## What you will do
[1] In the passage on avoiding fraud in the Obamacare exchanges, retype the text between "Avoiding Fraud in" and "the state exchanges.", inclusive.
[2] According to the passage on avoiding fraud in the Obamacare exchanges, what allows a consumer to enroll in a plan from April 1 through September 30? Explain in one to three sentences.

Avoiding Fraud in the Obamacare Exchanges
Consumers that are concerned about fraudulent activity within a health insurance exchange can protect themselves by being aware of some requirements and guidelines that have been established under the Affordable Care Act (ACA), also referred to as Obamacare. The exchange has established a call center number to report fraud concerns and the White House has promised rapid response measures to address privacy and cybersecurity threats associated with the state exchanges.
Common sense and education will protect many consumers from becoming victims of healthcare scams or identity theft. If you have any uncertainty about a third party assisting you with health insurance, remember not to sign anything you don’t fully understand. Additionally, never provide personal information such as your Social Security number or banking information if you have any reservations as to whom you are providing this information to or how the information will be used.
The federal health insurance exchange, also known as a “marketplace,” provides call center support that can be reached at 1-800-318-2596. TTY users should call 1-855-889-4325. These phone numbers can be used for general questions as well as the report of fraudulent activity. If you suspect that you may have been the victim of fraud, contact options include the call center, the Federal Trade Commission, or your local police department.
The open enrollment period for Affordable Care Act health plans is from October 1, 2013 through March 31, 2014. Consumers may not enroll in plans from April 1 through September 30 unless they experience special circumstances. Examples of these are moving to a new state, certain changes in income, and changes in your family size (for example, if you marry, divorce, or have a baby).

## Data shown
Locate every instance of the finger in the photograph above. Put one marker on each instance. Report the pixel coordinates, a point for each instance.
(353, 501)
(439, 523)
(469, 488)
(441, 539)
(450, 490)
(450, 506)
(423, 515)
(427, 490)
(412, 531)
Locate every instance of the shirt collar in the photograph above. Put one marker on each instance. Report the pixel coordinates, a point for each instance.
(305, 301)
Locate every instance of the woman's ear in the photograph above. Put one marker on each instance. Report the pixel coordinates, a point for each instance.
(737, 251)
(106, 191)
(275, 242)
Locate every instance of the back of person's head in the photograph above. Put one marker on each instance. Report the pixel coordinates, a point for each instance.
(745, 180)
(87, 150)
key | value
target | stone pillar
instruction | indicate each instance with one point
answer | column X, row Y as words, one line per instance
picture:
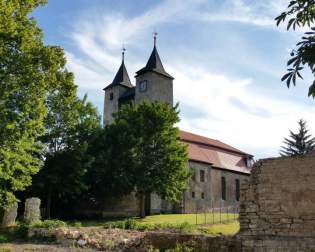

## Per-task answers
[1]
Avoiding Fraud in the Obamacare Exchanges
Consumers that are concerned about fraudulent activity within a health insurance exchange can protect themselves by being aware of some requirements and guidelines that have been established under the Affordable Care Act (ACA), also referred to as Obamacare. The exchange has established a call center number to report fraud concerns and the White House has promised rapid response measures to address privacy and cybersecurity threats associated with the state exchanges.

[2] A consumer may enroll between April 1 and September 30 only if they experience special circumstances. The examples given are moving to a new state, certain changes in income, and changes in family size, such as marrying, divorcing, or having a baby.